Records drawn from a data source
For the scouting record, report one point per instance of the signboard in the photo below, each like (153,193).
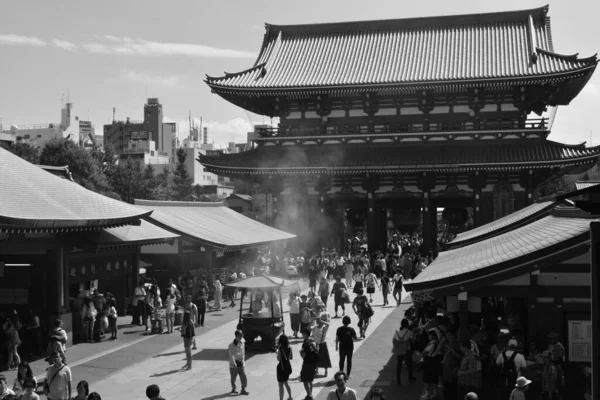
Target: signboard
(85,127)
(580,341)
(139,135)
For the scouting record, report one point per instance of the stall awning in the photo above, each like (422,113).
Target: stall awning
(262,282)
(557,236)
(213,224)
(501,225)
(127,236)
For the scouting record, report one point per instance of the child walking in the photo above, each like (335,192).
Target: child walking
(112,319)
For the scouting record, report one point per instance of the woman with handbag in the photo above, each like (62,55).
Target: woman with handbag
(284,367)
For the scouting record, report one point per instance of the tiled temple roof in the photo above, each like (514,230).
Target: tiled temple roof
(449,50)
(33,200)
(496,227)
(454,156)
(503,255)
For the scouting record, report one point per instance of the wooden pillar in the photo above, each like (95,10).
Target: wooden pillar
(463,316)
(428,240)
(595,280)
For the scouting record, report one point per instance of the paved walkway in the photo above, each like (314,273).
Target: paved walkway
(209,378)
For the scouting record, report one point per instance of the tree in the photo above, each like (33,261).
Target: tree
(162,188)
(85,169)
(182,181)
(24,150)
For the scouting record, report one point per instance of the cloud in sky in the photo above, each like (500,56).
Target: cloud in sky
(137,77)
(65,45)
(108,44)
(18,40)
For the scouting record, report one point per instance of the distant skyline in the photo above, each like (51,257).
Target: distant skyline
(117,54)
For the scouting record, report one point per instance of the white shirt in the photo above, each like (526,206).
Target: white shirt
(349,394)
(520,362)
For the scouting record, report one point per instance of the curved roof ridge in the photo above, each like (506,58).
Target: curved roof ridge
(233,74)
(571,57)
(395,23)
(169,203)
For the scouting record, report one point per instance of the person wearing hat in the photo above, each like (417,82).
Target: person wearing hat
(521,387)
(548,377)
(513,371)
(4,390)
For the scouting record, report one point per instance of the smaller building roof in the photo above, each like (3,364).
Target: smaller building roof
(585,184)
(212,224)
(504,255)
(33,200)
(126,236)
(245,197)
(511,221)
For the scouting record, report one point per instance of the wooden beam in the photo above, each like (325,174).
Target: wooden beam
(531,291)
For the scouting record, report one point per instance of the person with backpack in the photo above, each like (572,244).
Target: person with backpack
(305,313)
(371,281)
(344,343)
(363,310)
(512,365)
(402,346)
(310,357)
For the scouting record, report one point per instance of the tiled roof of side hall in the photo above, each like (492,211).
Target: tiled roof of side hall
(513,248)
(502,223)
(33,200)
(410,51)
(490,154)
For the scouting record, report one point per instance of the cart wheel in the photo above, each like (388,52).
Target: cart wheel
(250,339)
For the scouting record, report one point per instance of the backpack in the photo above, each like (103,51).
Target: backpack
(401,343)
(509,369)
(368,310)
(312,354)
(305,316)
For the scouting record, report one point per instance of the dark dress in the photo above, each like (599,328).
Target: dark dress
(284,367)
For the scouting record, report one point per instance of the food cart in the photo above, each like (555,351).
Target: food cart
(263,314)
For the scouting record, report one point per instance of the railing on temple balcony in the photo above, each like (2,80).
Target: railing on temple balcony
(441,127)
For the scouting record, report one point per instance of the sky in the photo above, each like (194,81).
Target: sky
(109,53)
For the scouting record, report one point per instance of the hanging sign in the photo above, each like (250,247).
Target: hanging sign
(580,341)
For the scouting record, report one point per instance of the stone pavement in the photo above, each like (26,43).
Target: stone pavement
(209,378)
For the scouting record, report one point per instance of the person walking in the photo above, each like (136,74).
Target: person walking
(190,307)
(188,334)
(237,356)
(170,301)
(319,334)
(58,379)
(202,303)
(310,357)
(371,282)
(324,291)
(139,306)
(342,392)
(398,282)
(284,367)
(112,319)
(294,305)
(344,343)
(363,310)
(218,288)
(385,288)
(401,346)
(340,294)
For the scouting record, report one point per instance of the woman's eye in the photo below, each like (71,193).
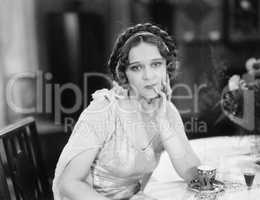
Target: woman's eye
(136,68)
(156,64)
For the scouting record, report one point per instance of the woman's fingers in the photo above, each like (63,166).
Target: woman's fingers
(161,111)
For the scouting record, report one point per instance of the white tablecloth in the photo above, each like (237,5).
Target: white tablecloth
(230,155)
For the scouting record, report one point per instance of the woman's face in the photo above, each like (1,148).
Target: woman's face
(146,70)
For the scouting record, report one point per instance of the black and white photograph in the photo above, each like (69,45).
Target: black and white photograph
(129,99)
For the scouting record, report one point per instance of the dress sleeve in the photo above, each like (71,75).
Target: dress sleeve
(92,129)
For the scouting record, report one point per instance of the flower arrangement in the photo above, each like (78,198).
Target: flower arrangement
(233,99)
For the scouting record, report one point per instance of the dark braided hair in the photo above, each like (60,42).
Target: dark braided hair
(119,55)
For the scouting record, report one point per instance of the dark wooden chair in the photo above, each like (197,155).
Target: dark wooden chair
(23,163)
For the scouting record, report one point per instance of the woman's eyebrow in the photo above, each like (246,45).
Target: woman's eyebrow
(157,59)
(134,63)
(139,62)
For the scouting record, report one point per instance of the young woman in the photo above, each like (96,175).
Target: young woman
(118,139)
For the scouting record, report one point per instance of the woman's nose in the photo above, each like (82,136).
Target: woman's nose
(147,73)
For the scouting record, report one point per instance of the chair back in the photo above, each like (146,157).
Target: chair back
(24,161)
(4,192)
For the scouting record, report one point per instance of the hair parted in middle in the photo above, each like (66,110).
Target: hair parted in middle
(133,36)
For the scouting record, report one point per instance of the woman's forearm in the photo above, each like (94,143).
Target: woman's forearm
(182,156)
(79,190)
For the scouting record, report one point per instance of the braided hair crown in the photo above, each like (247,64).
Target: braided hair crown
(115,56)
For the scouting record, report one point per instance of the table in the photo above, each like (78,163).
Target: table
(229,154)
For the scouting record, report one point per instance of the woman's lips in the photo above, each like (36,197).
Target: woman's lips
(152,86)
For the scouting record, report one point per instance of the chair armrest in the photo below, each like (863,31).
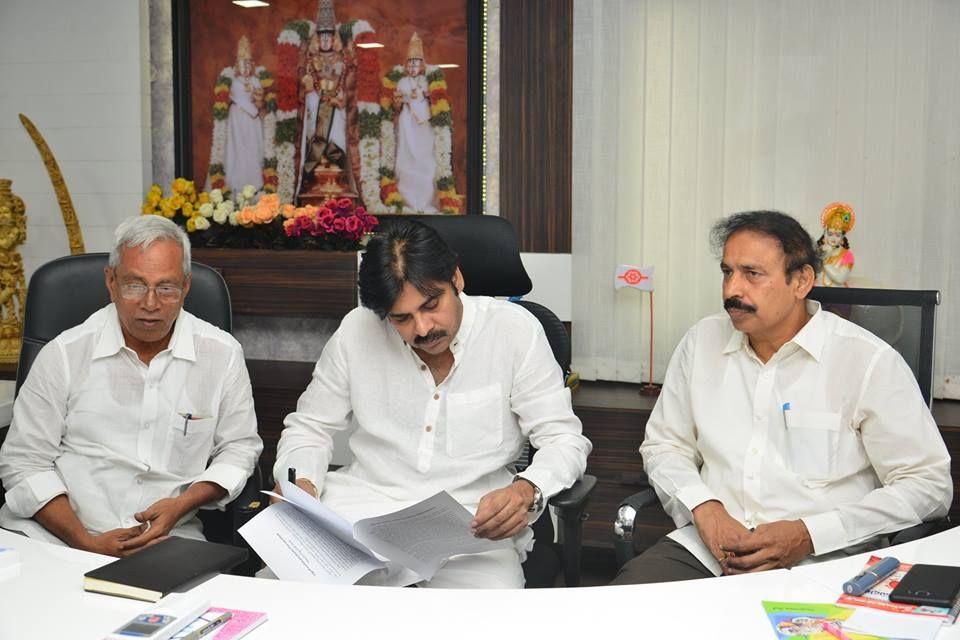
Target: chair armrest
(640,500)
(250,501)
(921,530)
(576,496)
(570,505)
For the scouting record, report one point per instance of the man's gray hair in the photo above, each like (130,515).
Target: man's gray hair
(143,231)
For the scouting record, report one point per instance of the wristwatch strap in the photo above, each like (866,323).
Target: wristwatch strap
(537,503)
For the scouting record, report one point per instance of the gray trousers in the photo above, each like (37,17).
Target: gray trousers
(665,561)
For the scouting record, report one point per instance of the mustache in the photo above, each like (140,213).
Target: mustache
(736,303)
(430,337)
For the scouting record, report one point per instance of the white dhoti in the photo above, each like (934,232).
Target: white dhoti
(243,155)
(416,164)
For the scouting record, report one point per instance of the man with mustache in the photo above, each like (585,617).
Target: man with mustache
(443,390)
(784,434)
(130,422)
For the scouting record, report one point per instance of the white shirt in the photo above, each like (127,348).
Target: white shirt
(96,423)
(832,430)
(414,437)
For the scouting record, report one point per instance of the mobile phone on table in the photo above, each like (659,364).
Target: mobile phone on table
(933,585)
(165,619)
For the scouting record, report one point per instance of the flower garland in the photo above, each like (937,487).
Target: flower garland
(335,222)
(221,111)
(290,42)
(368,111)
(256,219)
(291,39)
(441,120)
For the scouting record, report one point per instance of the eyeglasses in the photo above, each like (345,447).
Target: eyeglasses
(138,291)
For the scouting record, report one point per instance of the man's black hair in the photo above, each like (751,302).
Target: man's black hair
(796,243)
(405,251)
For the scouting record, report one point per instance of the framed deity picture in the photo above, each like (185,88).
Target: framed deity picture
(379,101)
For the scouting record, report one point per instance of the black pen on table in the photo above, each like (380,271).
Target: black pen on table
(210,626)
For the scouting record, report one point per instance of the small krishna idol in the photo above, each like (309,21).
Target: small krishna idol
(837,220)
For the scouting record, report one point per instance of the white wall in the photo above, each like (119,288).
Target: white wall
(688,110)
(76,70)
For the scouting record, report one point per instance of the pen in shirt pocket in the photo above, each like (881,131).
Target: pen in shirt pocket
(187,417)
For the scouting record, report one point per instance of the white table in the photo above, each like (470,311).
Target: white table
(47,601)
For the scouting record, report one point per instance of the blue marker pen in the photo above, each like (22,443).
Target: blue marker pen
(871,575)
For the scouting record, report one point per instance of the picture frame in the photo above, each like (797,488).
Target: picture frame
(205,41)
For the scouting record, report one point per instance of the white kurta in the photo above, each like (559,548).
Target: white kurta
(416,163)
(243,155)
(337,134)
(94,422)
(832,430)
(414,437)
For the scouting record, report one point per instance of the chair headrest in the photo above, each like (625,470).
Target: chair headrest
(487,248)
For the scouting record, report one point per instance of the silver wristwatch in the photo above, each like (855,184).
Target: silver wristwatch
(537,503)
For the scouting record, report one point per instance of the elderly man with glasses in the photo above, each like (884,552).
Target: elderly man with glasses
(130,422)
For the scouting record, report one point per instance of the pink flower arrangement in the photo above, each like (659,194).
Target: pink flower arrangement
(336,219)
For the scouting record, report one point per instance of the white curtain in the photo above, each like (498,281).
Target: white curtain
(685,111)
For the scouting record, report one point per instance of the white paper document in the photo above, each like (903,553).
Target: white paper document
(301,539)
(903,626)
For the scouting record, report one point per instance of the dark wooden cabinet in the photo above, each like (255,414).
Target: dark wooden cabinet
(286,283)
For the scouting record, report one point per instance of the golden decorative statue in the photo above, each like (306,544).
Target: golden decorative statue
(329,70)
(59,187)
(13,287)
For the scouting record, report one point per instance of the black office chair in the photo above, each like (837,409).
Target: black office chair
(489,256)
(905,319)
(66,291)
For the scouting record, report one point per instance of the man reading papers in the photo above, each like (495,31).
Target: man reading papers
(443,389)
(129,422)
(783,431)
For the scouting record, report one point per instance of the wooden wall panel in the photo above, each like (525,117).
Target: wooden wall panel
(535,121)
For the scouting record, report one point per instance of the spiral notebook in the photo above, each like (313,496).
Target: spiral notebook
(240,624)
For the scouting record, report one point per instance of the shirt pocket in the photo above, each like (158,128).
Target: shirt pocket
(475,421)
(191,441)
(812,439)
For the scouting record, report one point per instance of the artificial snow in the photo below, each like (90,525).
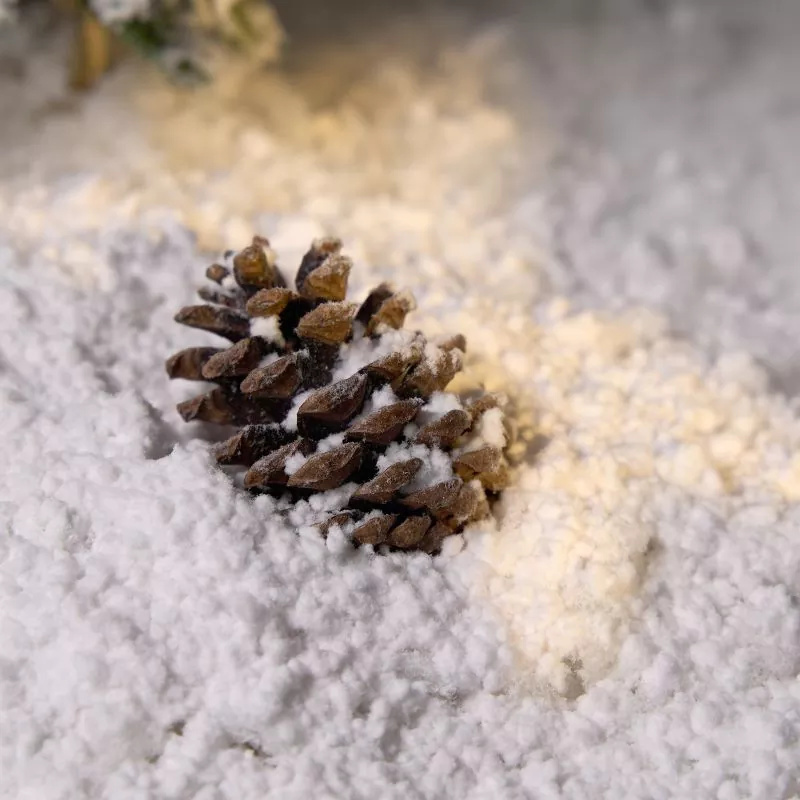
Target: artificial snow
(626,625)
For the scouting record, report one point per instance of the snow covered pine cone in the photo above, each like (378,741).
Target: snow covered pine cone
(338,406)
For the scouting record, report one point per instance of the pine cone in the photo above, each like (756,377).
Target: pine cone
(329,395)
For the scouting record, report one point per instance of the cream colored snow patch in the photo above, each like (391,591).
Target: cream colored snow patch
(624,416)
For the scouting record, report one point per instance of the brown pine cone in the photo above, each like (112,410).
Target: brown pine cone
(329,396)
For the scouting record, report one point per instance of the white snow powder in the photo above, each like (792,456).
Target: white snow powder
(628,626)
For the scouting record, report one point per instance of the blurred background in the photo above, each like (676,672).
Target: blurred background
(615,152)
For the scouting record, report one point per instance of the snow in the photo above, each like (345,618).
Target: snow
(626,626)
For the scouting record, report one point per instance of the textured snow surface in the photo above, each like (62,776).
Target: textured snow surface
(628,627)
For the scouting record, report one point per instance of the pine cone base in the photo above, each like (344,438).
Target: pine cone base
(336,403)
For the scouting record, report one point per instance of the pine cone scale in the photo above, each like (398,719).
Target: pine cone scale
(415,460)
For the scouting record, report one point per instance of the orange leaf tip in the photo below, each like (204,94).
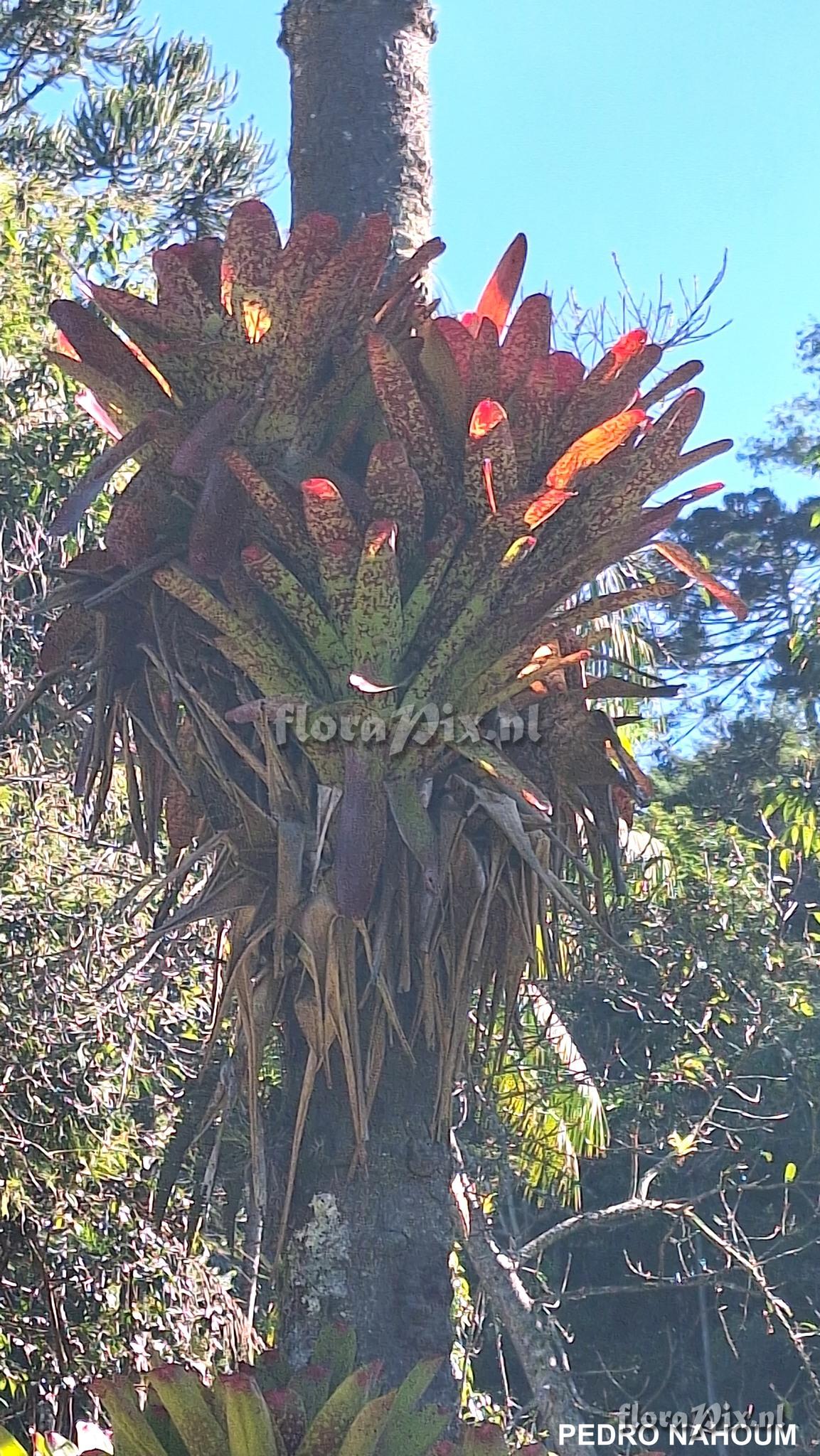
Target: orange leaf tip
(485,417)
(597,443)
(497,297)
(66,347)
(625,348)
(547,504)
(519,550)
(321,490)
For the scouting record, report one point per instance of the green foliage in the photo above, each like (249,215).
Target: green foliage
(149,115)
(261,1411)
(97,1046)
(768,552)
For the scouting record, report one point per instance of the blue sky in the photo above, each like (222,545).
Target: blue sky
(661,133)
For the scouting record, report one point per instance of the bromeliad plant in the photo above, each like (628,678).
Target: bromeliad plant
(326,1408)
(356,513)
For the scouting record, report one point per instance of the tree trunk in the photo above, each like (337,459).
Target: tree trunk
(360,111)
(371,1247)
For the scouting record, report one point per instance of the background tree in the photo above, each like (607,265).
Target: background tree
(146,114)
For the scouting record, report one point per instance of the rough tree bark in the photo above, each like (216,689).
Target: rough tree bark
(360,111)
(373,1247)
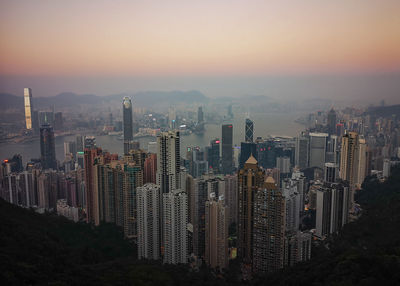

Aim: Return each line above that contains the string "child", copied whole. Treat uppercase and lowercase as different.

Completed task:
For the scouting record, report one point per instance of the child walking in the photo above, each like (335,192).
Target: child walking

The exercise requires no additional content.